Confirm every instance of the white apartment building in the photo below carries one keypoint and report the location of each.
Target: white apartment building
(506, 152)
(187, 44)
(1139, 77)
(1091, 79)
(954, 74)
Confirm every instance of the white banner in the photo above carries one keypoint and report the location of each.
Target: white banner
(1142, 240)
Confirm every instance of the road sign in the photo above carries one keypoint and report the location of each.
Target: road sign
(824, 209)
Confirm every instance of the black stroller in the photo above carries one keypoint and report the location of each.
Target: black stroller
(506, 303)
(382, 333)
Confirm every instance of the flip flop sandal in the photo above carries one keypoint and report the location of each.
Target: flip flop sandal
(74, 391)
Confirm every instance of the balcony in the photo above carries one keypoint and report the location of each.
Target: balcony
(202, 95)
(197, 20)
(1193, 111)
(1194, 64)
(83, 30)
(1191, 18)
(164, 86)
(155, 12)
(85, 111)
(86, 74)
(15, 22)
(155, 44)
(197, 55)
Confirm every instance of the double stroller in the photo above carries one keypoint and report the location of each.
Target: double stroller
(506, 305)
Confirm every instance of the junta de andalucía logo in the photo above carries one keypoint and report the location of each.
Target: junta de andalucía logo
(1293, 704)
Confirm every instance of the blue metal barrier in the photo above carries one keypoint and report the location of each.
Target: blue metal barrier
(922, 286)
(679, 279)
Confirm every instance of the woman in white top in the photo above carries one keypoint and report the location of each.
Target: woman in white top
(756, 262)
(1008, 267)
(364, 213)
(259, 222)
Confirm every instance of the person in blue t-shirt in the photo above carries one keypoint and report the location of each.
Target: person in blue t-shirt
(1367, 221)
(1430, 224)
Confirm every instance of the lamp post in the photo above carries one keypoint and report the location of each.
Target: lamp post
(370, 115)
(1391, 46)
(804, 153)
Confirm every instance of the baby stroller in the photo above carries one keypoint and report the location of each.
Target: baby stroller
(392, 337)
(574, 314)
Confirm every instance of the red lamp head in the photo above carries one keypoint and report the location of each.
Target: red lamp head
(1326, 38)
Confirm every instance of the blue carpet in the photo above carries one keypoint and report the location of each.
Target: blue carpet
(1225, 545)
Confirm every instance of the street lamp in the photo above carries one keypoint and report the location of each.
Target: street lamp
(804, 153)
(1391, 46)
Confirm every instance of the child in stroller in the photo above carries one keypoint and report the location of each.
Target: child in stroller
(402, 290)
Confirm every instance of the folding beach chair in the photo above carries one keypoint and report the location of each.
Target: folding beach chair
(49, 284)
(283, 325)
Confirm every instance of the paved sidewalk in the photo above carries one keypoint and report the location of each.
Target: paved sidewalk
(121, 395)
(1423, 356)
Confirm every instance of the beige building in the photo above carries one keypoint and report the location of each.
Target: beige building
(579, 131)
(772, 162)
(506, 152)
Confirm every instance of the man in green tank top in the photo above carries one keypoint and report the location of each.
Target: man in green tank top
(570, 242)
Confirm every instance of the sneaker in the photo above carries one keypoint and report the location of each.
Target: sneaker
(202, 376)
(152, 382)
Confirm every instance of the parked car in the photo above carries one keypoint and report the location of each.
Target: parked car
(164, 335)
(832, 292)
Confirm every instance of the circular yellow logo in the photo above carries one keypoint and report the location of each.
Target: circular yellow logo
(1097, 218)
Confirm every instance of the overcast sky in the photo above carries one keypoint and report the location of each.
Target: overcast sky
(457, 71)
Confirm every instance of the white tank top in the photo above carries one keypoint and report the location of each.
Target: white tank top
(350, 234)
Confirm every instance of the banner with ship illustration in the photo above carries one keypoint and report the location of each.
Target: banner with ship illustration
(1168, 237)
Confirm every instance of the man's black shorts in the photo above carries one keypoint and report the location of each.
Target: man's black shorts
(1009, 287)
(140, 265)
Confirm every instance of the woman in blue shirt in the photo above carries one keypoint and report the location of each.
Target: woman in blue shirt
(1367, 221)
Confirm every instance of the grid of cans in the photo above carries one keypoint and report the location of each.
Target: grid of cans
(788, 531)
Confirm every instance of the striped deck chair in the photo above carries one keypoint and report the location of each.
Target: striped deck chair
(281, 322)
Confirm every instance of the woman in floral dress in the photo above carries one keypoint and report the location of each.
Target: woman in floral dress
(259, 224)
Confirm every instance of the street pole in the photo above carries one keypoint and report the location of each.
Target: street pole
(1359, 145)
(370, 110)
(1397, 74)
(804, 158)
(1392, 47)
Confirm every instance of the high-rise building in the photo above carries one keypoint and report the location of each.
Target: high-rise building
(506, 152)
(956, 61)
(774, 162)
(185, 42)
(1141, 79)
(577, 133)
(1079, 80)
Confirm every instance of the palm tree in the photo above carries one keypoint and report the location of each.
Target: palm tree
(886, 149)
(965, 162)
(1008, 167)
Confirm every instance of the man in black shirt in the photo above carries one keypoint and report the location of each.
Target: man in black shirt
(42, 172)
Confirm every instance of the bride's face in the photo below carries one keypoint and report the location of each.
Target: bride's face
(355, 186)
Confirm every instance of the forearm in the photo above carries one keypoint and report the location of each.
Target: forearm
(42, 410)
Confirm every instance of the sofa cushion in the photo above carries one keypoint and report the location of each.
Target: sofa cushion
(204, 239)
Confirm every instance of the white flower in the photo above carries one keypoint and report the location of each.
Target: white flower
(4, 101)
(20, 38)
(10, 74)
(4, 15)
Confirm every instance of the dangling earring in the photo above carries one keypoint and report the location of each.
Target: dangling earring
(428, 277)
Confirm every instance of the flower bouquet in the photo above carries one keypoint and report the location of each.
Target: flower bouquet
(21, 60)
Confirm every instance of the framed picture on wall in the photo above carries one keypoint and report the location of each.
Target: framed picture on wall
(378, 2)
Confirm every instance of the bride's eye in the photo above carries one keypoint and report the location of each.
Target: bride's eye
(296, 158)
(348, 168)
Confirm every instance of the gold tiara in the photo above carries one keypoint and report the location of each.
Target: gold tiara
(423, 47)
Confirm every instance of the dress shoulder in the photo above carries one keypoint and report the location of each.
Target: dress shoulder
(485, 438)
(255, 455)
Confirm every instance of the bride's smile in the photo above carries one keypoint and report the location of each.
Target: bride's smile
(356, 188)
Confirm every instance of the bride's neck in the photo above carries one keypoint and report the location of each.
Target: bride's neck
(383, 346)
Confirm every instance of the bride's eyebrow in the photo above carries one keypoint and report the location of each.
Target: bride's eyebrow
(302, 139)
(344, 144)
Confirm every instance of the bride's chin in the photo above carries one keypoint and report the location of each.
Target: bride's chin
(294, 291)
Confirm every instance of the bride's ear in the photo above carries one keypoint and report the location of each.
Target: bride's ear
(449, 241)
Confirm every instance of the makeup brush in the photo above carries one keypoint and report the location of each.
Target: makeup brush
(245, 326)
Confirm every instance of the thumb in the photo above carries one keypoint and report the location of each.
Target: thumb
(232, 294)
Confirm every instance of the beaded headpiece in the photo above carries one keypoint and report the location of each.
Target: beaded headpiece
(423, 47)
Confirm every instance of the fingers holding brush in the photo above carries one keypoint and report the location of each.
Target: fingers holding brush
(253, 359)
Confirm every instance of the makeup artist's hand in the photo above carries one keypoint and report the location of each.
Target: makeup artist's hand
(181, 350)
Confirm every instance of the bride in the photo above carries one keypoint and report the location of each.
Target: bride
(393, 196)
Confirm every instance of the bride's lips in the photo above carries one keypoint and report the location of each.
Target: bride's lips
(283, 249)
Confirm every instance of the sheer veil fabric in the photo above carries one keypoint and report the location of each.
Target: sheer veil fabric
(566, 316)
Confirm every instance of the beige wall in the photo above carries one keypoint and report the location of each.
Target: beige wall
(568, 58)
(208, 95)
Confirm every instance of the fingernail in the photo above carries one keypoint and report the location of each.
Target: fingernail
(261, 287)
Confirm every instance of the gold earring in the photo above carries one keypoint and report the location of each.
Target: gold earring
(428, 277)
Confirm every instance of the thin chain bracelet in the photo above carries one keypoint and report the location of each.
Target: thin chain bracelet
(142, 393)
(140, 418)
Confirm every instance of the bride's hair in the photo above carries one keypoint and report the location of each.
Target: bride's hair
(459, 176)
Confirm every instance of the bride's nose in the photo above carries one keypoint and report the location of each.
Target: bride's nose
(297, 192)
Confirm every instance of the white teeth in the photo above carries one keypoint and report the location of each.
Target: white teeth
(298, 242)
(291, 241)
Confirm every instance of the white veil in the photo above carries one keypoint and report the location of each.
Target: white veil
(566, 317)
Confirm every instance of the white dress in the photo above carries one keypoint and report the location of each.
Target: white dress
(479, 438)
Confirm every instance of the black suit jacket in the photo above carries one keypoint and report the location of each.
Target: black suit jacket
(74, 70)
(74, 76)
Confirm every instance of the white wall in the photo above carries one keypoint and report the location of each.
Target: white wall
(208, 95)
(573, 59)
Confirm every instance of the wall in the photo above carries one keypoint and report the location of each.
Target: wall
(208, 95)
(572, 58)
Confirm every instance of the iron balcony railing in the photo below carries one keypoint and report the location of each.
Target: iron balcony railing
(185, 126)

━━━━━━

• **Prompt**: Please transcribe exactly the lines above from the line that has "Confirm every instance of the lamp" up to and including the line that has "Confirm every instance of the red"; no other line belongs in the answer.

• **Your response**:
Confirm every instance of the lamp post in the photo above carries one keypoint and report the location of each.
Target: lamp post
(370, 115)
(1391, 46)
(804, 153)
Confirm every instance of the baby stroller in the photo above carries one keypoint and report the location of each.
Target: baby stroller
(392, 337)
(574, 314)
Confirm every instance of the red lamp head in the photo above carries one keypoint and report the location of each.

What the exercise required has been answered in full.